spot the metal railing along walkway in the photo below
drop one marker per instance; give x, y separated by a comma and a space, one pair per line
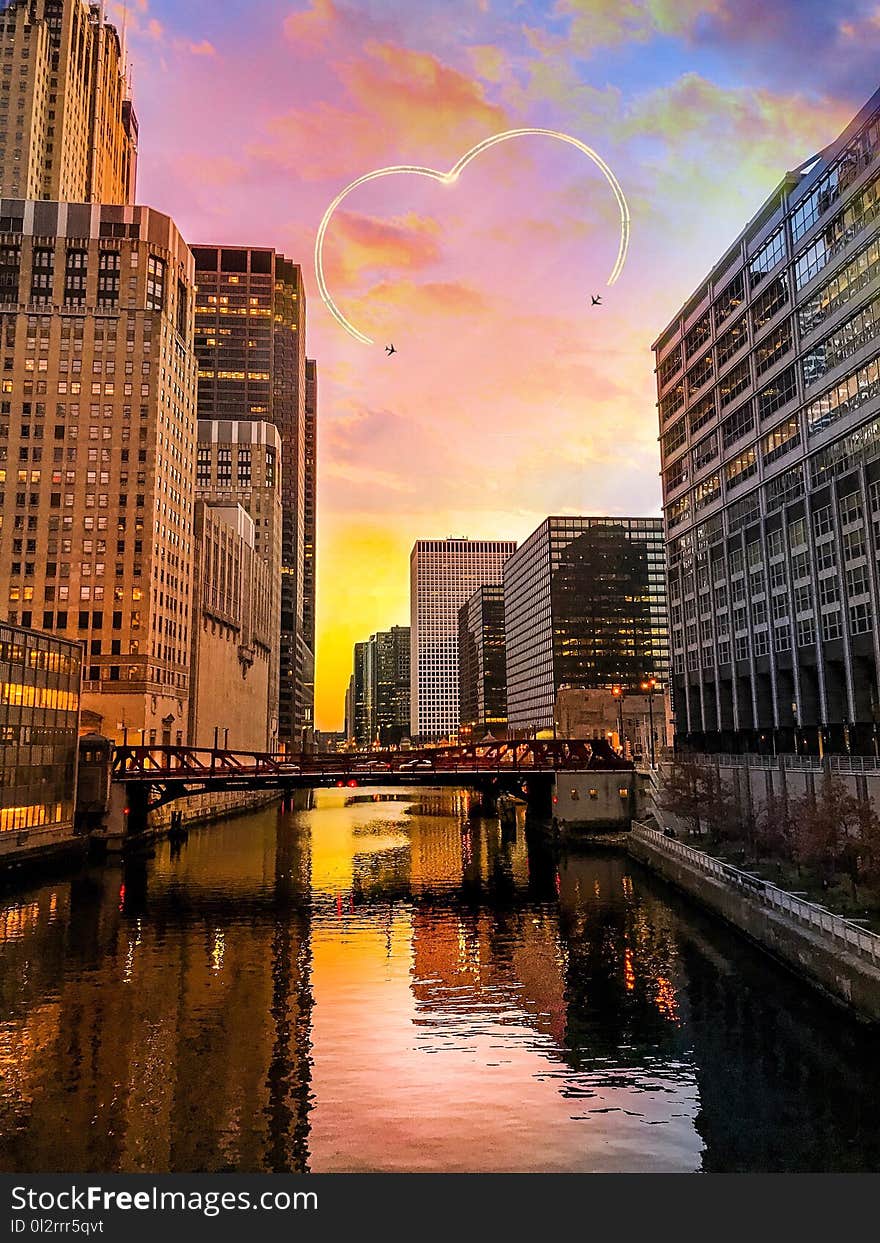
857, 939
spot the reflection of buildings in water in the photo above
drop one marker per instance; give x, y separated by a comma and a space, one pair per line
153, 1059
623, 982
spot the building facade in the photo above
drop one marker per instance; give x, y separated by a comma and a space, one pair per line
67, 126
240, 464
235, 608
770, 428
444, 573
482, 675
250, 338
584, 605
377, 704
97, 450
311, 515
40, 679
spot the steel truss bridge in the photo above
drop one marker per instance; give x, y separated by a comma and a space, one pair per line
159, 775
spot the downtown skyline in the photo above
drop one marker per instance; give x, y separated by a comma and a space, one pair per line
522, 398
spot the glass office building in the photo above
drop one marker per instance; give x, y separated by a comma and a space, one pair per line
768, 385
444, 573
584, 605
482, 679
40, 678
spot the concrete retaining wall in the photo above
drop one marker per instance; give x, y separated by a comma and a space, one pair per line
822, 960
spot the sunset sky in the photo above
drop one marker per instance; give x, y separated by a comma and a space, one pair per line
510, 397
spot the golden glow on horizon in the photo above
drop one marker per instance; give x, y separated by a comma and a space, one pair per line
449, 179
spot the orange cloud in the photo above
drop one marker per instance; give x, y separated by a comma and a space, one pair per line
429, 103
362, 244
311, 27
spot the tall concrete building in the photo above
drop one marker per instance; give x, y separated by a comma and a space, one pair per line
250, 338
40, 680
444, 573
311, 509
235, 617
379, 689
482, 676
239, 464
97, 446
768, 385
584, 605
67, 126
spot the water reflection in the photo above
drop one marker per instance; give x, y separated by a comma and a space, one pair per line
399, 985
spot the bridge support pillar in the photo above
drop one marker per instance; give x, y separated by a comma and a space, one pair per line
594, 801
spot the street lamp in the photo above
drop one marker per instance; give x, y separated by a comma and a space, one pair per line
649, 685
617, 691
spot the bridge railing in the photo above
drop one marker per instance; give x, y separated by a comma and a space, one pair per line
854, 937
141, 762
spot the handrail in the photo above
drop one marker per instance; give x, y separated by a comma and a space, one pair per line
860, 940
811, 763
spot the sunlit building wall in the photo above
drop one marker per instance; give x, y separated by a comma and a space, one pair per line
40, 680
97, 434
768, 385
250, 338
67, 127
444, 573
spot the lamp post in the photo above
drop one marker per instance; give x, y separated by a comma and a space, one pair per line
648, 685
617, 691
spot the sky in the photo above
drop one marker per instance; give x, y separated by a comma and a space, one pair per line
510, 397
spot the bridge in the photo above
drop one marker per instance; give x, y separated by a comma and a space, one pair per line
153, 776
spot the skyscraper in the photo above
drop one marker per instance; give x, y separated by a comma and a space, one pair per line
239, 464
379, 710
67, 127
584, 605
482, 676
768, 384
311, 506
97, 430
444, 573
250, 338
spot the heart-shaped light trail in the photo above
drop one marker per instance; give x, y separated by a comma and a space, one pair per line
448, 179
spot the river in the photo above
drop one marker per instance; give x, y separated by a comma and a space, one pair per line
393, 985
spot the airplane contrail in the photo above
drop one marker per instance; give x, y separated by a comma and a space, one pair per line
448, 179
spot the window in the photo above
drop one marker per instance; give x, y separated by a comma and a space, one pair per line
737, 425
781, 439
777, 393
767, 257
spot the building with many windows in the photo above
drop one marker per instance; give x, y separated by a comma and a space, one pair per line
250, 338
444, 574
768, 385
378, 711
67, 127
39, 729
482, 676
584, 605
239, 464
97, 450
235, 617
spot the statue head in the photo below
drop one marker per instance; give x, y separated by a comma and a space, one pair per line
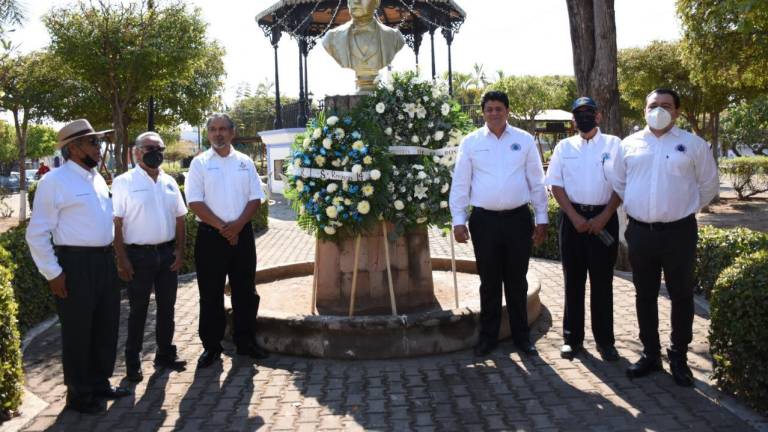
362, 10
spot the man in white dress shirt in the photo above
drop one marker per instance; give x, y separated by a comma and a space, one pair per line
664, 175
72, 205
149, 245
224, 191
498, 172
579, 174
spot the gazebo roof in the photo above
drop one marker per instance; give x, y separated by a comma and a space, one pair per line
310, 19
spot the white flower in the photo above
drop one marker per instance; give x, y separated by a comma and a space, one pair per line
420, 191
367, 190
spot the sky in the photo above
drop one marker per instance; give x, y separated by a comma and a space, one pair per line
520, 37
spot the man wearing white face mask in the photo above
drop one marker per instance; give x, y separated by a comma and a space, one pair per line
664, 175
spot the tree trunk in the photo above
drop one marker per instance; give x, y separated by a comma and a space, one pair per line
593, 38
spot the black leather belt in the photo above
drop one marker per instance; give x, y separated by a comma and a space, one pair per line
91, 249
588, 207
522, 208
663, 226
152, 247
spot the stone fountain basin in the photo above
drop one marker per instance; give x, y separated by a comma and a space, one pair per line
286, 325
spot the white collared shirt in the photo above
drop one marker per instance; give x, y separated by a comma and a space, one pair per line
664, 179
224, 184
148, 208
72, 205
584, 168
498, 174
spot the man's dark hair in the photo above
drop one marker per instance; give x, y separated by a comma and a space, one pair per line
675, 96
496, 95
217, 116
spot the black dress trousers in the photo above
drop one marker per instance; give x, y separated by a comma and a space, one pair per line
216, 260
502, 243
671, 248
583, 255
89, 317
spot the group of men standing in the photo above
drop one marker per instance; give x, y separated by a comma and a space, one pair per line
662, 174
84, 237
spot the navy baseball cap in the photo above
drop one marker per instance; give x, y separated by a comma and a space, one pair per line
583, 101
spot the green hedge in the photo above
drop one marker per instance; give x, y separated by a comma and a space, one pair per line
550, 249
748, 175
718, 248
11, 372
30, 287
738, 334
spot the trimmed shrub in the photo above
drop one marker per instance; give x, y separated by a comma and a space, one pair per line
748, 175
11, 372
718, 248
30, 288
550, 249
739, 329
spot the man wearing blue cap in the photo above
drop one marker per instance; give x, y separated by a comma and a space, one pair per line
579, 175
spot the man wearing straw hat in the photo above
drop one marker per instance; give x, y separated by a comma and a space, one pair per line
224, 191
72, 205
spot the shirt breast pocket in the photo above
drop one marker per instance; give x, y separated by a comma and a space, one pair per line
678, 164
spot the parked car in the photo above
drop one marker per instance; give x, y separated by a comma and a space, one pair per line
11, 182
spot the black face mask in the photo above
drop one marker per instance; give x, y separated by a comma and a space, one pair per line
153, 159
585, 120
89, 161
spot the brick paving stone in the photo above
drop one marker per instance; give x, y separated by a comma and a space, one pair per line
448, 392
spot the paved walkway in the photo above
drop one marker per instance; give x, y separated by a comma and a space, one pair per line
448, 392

.....

_TASK BRIEF_:
Reproduce the records above exactly, leaving out every picture they contain.

_EXPECTED OUTPUT_:
spot the metal railing along walkway in the photo below
drop one marker per instance; give x, y separated by a comma and a space, one pair per line
857, 939
spot the reflection of buildings in water in the photo above
drop one marker per instance; give x, y separated by a comma and a space, one pair per line
153, 1059
623, 982
spot the building facade in the photo above
drop one marker per instance; give x, y separated by a comma and a space, one pair per line
67, 126
240, 464
235, 608
770, 428
444, 573
482, 675
250, 338
584, 605
377, 704
97, 450
311, 515
40, 679
spot the steel truss bridge in the photo above
drop one marker per instance; give x, y separated by a comma and a space, one pair per line
159, 775
spot the downtown skyline in the photo above
drop one marker per instance; give x, y separated by a comma and a space, one pair per line
522, 398
spot the glass office building in the photo above
drop one marker per instance; give x, y separated by a comma and a space, one pair per line
768, 385
444, 573
584, 605
482, 679
40, 678
spot the concrete retaining wall in the photo above
drop one marker per instance; give x, y separated by a comma and a space, one pair per line
822, 960
spot the sunset sky in the photo above
drop one marker per instance; give x, y separated by a comma and a space, one pair per line
510, 397
spot the golden glow on horizon in the photo above
drop one marker per instance; give x, y separated by a comma and a space, one pair per line
449, 179
spot the orange cloud in the photo above
drop one marker per instance; give x, y separated by a comma and a space, one pair per line
429, 103
362, 244
311, 27
spot the tall concrete building in the photo above
drop one marker per instance; give x, y separated by a comma and a space, one pair per line
250, 338
40, 680
444, 573
311, 509
235, 617
379, 689
482, 676
239, 464
97, 446
768, 385
584, 605
67, 126
spot the water reflection in the photo above
drop one marker per instance; give x, y separated by a comma and a space, one pair per line
399, 985
spot the bridge support pillar in the photo above
drop one marker per instance; give x, y separated by a comma and a space, one pair per line
594, 801
spot the street lamp in the photo above
drop one marker per instance; give x, y separated by a comma and a space, one pair per line
649, 685
617, 691
spot the bridge railing in the photo above
drop one marker per instance; give x, y separated by a comma and a space, one pair per line
854, 937
141, 762
spot the handrail in the photo above
drop one marker per instance; give x, y separated by a comma and a space, one pair per line
860, 940
811, 763
spot the sunlit building wall in the photo above
drop one marker per instance; give x, y separated by a comma and a space, one pair per line
40, 680
97, 434
768, 385
250, 338
67, 127
444, 573
spot the lamp post in the photo above
drop one marker per instance; give x, y separated by a comma and a space, one pair per line
648, 685
617, 691
spot the sky in the photo above
drop one marker per instance; give x, y separated by a comma and a space, one pair per line
510, 397
spot the bridge in the photo above
drop one marker per instance; give x, y separated by a comma and a space, one pair per line
153, 776
spot the skyscraper in the photo above
drop one marker per instance; give x, y separated by a comma and a space, one pair per line
239, 464
379, 710
67, 127
584, 605
482, 676
768, 384
311, 506
97, 430
444, 573
250, 338
spot the heart-shaped light trail in the photo above
drop one marker per instance; give x, y separated by a comma and a space, one pair per line
448, 179
spot the river in the photo above
drop one marker per instance; give x, y separated by a comma and a space, one pair per line
393, 985
spot the airplane contrail in the photo above
drop one marker per instance; give x, y separated by a comma and a space, one pair per line
448, 179
spot the window in the photo above
drop one marker per instance; give x, y separated by a comma and a space, one pair per line
737, 425
781, 439
777, 393
767, 257
spot the building with many windows in the photo above
drop one marker per instance; give x, y separated by a comma and a space, one pair per line
250, 338
444, 574
768, 385
378, 711
67, 127
39, 729
482, 676
584, 605
239, 464
97, 450
235, 617
spot the statue head in the photo below
drop one marker per instance; give x, y separated by a comma and a space, one pair per line
362, 10
spot the man in white dress shirt in the photo above
drop one marker per instance; give x, y separated by a comma and a space, one pair per line
664, 175
72, 205
149, 245
224, 191
498, 172
579, 174
spot the gazebo roof in the photo above
drop one marker per instance; give x, y separated by a comma and a space, one pair per line
310, 19
spot the white flower in the photo above
drop one marker per instance; give x, y separated by a comma and a space, one pair per line
420, 191
367, 190
spot the sky in the photo above
drop one marker per instance; give x, y separated by a comma and a space, one pair per line
520, 37
spot the man wearing white face mask in the photo above
drop one marker per instance; give x, y separated by a comma and a space, one pair per line
664, 175
spot the tree trunk in the photo above
drop one marker per instance; give x, y separated by a comma and a space, one pair per line
593, 38
spot the black leather belt in the photo above
drop one marker per instance; give x, y separated by a comma and a space, one pair per line
91, 249
588, 207
522, 208
663, 226
152, 247
spot the stone fountain basin in the photo above
drop one marker per instance; give x, y separated by a comma and a space, one pair per line
286, 325
spot the white collared shirt in the photo above
drop one marker per instance; give x, y separated by a comma and a space, one pair per line
664, 179
224, 184
148, 208
72, 205
584, 168
498, 174
spot the man's dark hair in the photo above
drop one marker per instance; give x, y separated by a comma and a space, one pair per line
675, 96
496, 95
217, 116
spot the black dress trousers in the photo above
drop one marker per instance; give x, y separated by a comma and a space, one pair per line
216, 260
502, 243
671, 248
583, 255
89, 317
spot the group of men standing in the photo above
drop one marker per instance; give x, y separated by a comma and a space, one pair per line
662, 174
84, 237
spot the navy baseball cap in the photo above
drop one marker per instance; give x, y separated by a comma and a space, one pair per line
583, 101
spot the green hedge in the photo above
drop one marker per instance; give x, y separated by a comma and a space, one pair per line
550, 249
748, 175
718, 248
11, 372
30, 287
738, 334
spot the trimmed shrub in the photo above
drop one marker per instance; give x, y separated by a comma and a space, one pair per line
748, 175
11, 372
718, 248
30, 288
550, 249
739, 329
spot the man wearing blue cap in the photo above
drop one marker per instance; give x, y separated by a comma and a space, one pair per line
579, 175
spot the man wearing straw hat in the photo above
drop one marker per instance; give x, y separated by a comma and a space, one pair per line
224, 191
72, 205
spot the shirt breast pocket in the photo above
drop one marker per instance; give x, y separated by a comma and a space, one pair per line
678, 164
spot the parked car in the photo above
drop one marker per instance; give x, y separated by a comma and a space, one pair per line
11, 182
spot the black face mask in the photo above
drop one marker per instance; give x, y separated by a comma and a space, one pair per line
153, 159
585, 120
89, 161
spot the brick paving stone in the photo above
drop one marker per instance; give x, y separated by a comma and a space, one pair per line
448, 392
spot the paved walkway in the photo above
drop one marker per instance; give x, y separated by a comma and a space, one pair per line
448, 392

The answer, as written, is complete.